§ **GIVEN EXERCISE A**
For the mailing-list message below, state whether each statement agrees with it: (i) the quoted writer compares a standard to a street light; (ii) the reply says electric sockets in different places supply the same voltage; (iii) the reply says these differences keep the writer from bringing a laptop from Paris to the states. Answer yes or no for each, and quote the deciding words.
§ **GIVEN EXERCISE B**
In the mailing-list message below, which word does the reply call a big word?
§ **GIVEN EXERCISE C**
Print the mailing-list message below between "Hmmm.... universal seems" and "the US or UK.", inclusive.

[
Lists Home |
Date Index |
Thread Index
]
On Tue, 2004-05-04 at 17:48, sstouden@thelinks.com wrote:
> One point that might differentiate standard from specification.
>
> A standard is like a street light. Everyone uses it, recognizes it,
> and is made better off by it as opposed to other alternatives.
>
> Or the electric wall socket and its matching plug, or clothes in the form
> of shirt and pants and shoes, or doors in standard sizes and or windows in
> standard sizes.
>
> Standard implies universal distribution, universal acceptance, universal
> adoption.
Hmmm.... universal seems like a big word here, especially if you look at
your previous examples: your electric socket and mine are most probably
different and they bring different voltages and frequencies. So do
cloth, door and windows sizes.
Note that it doesn't prevent me from bringing my laptop from Paris to
the states nor to buy clothes and use doors and windows in the US or UK.

§ **RECORDED DATA**

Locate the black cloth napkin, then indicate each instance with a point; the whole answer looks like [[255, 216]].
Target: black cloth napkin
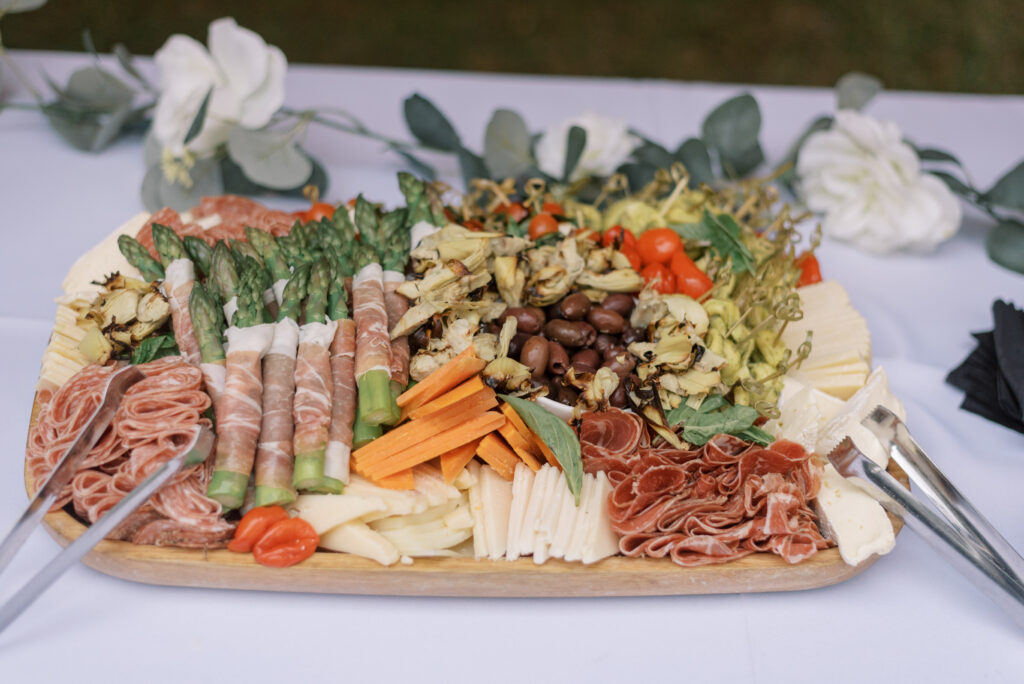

§ **EXERCISE SOLUTION A**
(i) Yes: "A standard is like a street light."
(ii) No: "they bring different voltages and frequencies."
(iii) No: "it doesn't prevent me from bringing my laptop from Paris to the states"

§ **EXERCISE SOLUTION B**
"Universal."

§ **EXERCISE SOLUTION C**
Hmmm.... universal seems like a big word here, especially if you look at
your previous examples: your electric socket and mine are most probably
different and they bring different voltages and frequencies. So do
cloth, door and windows sizes.
Note that it doesn't prevent me from bringing my laptop from Paris to
the states nor to buy clothes and use doors and windows in the US or UK.